*Brano proposto:*
Così Giovanni Macchia a proposito di Maurice Scève. Nel capitolo dedicato a Petrarchismo ed ermetismo nella letteratura francese del XVI secolo (La Letteratura francese. Dal tramonto del Medioevo al Rinascimento, p. 162), paragona il capolavoro del poeta lionese, Délie, object de plus haute vertu, ad un “involucro inflessibile e gelido” in cui si fissano, in compresenza, tanto la forma quanto il movimento poetico nel loro reciproco rimandarsi.

*Esercizi:*
1. Puoi aggiornare le righe dei riquadri qui sotto, nel tratto che va da quella con "As a warehouse robot's perception module, locate person in" fino a quella con "55,134,100,183", mettendo "black clothing" al posto di "dark clothing" e lasciando invariato tutto il resto?
2. Come prosegue il brano su Maurice Scève dopo la sua ultima frase? Scrivi tu il seguito.

[Righe di riquadri etichettati]
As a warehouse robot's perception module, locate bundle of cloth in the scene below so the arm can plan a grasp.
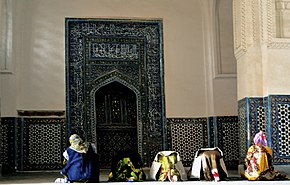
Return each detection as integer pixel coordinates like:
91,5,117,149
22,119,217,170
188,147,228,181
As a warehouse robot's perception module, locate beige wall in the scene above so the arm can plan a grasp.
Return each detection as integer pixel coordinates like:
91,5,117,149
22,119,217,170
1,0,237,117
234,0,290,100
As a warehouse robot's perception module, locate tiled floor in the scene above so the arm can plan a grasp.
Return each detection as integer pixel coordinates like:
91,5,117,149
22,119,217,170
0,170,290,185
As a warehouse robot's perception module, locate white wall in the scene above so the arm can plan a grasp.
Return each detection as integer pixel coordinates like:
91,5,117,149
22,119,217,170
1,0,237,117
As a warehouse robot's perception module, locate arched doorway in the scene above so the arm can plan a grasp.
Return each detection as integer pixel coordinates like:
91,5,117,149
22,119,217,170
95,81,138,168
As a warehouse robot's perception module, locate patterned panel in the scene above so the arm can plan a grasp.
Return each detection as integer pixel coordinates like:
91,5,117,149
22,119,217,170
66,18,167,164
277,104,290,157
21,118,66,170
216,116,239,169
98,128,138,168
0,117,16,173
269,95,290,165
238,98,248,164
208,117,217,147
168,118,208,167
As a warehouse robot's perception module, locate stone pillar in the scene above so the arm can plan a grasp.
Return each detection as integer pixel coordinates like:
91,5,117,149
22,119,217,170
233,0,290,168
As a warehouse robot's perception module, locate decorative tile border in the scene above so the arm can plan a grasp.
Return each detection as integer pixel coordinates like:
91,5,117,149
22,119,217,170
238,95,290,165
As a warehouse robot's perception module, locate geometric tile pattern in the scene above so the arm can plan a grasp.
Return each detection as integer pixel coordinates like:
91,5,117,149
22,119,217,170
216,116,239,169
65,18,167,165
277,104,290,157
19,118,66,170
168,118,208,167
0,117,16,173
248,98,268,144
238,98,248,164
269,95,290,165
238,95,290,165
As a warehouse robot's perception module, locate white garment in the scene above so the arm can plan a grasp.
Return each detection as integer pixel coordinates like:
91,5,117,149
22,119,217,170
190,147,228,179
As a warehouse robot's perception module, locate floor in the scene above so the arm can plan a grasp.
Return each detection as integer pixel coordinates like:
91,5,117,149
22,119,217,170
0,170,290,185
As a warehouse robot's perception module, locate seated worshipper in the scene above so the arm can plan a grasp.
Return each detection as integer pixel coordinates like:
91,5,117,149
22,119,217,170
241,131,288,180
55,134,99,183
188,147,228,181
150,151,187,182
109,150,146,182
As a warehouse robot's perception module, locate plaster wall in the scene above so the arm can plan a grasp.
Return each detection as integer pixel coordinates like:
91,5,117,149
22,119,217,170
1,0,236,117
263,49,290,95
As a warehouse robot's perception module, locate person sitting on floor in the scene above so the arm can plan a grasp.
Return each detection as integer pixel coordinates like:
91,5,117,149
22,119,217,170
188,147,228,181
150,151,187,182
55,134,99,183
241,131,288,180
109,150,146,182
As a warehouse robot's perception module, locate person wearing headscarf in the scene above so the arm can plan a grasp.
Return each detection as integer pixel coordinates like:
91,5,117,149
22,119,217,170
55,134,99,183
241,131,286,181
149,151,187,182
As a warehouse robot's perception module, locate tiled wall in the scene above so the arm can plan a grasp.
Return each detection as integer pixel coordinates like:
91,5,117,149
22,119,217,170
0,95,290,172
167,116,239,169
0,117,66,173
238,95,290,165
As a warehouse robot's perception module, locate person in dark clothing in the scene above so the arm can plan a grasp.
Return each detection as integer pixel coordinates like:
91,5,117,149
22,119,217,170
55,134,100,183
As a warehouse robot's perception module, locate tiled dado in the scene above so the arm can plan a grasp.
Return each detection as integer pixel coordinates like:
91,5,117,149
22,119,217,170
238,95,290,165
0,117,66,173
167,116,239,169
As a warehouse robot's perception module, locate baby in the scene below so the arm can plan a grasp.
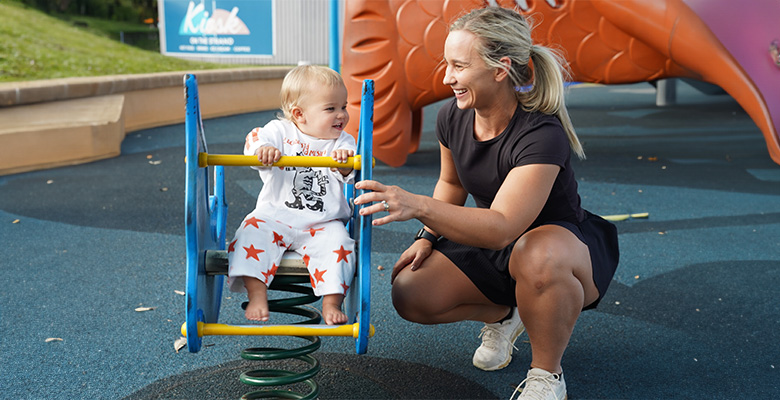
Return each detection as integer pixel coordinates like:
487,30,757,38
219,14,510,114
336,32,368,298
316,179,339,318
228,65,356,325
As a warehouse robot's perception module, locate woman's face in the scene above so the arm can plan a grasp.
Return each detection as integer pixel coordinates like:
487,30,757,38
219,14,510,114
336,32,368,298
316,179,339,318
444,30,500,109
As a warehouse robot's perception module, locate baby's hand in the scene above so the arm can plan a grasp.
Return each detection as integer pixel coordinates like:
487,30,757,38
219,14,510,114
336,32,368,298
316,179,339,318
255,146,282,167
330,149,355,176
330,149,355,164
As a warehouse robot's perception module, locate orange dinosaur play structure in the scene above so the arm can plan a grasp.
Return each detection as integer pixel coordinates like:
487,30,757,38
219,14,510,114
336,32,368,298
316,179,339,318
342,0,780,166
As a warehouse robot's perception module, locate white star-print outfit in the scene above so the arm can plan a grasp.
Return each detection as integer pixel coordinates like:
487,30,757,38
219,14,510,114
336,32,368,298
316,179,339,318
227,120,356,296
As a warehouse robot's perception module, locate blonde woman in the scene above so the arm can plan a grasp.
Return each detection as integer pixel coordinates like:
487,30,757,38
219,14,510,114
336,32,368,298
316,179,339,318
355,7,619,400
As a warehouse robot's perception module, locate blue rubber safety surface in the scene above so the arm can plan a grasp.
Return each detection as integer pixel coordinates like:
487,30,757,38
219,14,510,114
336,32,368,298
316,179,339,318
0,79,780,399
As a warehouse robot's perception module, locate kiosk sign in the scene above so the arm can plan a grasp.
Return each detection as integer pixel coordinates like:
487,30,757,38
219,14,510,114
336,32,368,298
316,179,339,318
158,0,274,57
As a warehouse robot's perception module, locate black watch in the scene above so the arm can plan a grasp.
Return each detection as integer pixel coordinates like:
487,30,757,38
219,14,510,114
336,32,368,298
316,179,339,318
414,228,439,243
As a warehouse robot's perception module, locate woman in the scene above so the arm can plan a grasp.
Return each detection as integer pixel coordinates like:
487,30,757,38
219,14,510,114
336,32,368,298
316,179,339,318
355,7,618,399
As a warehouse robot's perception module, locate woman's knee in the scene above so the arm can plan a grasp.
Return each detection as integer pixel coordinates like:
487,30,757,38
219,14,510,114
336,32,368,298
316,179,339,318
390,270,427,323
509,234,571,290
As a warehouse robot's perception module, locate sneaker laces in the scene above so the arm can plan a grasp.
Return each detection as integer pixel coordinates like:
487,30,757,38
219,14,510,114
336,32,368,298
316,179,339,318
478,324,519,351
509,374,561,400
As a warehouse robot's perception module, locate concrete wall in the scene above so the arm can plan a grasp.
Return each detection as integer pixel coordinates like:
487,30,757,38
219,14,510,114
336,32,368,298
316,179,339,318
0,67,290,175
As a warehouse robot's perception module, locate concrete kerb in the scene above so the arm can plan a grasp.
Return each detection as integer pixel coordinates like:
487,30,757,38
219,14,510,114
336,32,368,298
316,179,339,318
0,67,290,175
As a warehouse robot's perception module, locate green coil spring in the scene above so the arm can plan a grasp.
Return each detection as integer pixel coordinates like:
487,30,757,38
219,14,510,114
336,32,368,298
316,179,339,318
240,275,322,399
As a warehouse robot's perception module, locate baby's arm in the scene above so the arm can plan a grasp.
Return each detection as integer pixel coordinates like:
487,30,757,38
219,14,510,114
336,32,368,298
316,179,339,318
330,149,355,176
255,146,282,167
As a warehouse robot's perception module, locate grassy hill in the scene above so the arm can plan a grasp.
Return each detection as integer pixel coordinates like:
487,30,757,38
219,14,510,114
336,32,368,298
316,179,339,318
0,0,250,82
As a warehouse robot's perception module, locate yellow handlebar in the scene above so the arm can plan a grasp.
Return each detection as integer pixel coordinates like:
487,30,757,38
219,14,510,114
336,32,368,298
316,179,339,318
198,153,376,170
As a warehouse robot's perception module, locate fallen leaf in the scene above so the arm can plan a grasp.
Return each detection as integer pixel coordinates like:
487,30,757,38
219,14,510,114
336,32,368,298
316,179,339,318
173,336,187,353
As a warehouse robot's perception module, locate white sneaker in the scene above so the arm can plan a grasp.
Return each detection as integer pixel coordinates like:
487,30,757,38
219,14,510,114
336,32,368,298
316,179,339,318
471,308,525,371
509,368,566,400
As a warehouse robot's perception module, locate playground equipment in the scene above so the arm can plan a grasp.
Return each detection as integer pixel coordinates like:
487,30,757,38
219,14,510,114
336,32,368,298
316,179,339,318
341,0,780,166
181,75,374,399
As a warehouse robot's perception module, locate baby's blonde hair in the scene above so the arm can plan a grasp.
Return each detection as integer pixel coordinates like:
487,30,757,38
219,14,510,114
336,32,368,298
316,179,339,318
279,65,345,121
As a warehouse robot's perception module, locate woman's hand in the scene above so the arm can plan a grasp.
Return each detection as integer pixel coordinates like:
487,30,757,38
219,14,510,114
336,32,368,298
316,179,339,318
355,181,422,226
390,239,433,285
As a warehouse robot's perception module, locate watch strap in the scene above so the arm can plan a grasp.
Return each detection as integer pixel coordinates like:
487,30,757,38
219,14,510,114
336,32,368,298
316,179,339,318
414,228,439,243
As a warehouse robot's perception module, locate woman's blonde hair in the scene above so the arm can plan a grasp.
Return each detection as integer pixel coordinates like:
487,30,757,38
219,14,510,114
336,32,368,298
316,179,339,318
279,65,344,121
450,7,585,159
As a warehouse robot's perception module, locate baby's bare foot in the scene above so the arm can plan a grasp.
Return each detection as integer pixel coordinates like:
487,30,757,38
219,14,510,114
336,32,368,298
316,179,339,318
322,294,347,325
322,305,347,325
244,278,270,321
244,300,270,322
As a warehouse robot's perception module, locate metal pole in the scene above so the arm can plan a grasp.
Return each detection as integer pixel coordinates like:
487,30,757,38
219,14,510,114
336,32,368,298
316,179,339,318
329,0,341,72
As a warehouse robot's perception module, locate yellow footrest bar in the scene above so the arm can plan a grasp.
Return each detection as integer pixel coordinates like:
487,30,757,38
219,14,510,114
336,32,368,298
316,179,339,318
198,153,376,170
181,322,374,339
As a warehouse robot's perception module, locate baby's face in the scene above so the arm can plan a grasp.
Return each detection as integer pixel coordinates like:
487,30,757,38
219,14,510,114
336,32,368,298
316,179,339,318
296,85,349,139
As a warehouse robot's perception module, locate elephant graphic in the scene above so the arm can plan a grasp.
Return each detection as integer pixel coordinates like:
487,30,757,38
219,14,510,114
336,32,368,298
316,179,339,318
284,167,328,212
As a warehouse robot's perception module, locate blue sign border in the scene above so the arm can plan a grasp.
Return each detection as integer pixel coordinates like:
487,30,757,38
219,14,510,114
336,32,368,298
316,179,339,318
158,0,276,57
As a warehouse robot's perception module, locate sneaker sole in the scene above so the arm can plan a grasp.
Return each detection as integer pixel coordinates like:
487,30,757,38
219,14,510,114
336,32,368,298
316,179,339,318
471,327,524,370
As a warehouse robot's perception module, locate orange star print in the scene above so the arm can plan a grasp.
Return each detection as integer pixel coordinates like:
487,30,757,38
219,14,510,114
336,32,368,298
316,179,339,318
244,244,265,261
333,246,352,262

*Risposte:*
1.
As a warehouse robot's perception module, locate person in black clothing in the scene above so the arm can plan a grasp.
Return each detection as integer pixel coordinates like:
91,5,117,149
22,119,217,170
55,134,100,183

2.
L’opera esce per la prima volta a Lione, presso Sulpice Sabon, nel 1544. Vent’anni dopo segue una seconda edizione parigina, sostanzialmente identica alla prima. Poi l’oblio per più di due secoli. Finalmente, sempre a Lione, nel 1862 Brunetière ne segnala una terza. Ma quella che costituirà un riferimento per i primi studi novecenteschi, che recuperano e celebrano Scève come poeta di assoluta modernità, è curata da Eugène Parturier ed esce nel 1916 per essere molte volte ristampata da Droz. Nel 1927 Albert Guégan cura le Opere complete di Scève; nel 1953 Albert-Marie Schmidt inserisce la Délie nell’Anthologie des poètes du XVIème siècle. Gli anni Settanta conosceranno ben tre edizioni: quella di Hans Staub (1971), quella di Pascal Quignard (1974) e, dedicata all’altra grande opera di Scève, Le Microcosme, quella di Enzo Giudici (1976). Infine nel 1984, a sancire l’ingresso della Délie nei circuiti esterni agli addetti ai lavori, Françoise Charpentier ne cura un’edizione tascabile.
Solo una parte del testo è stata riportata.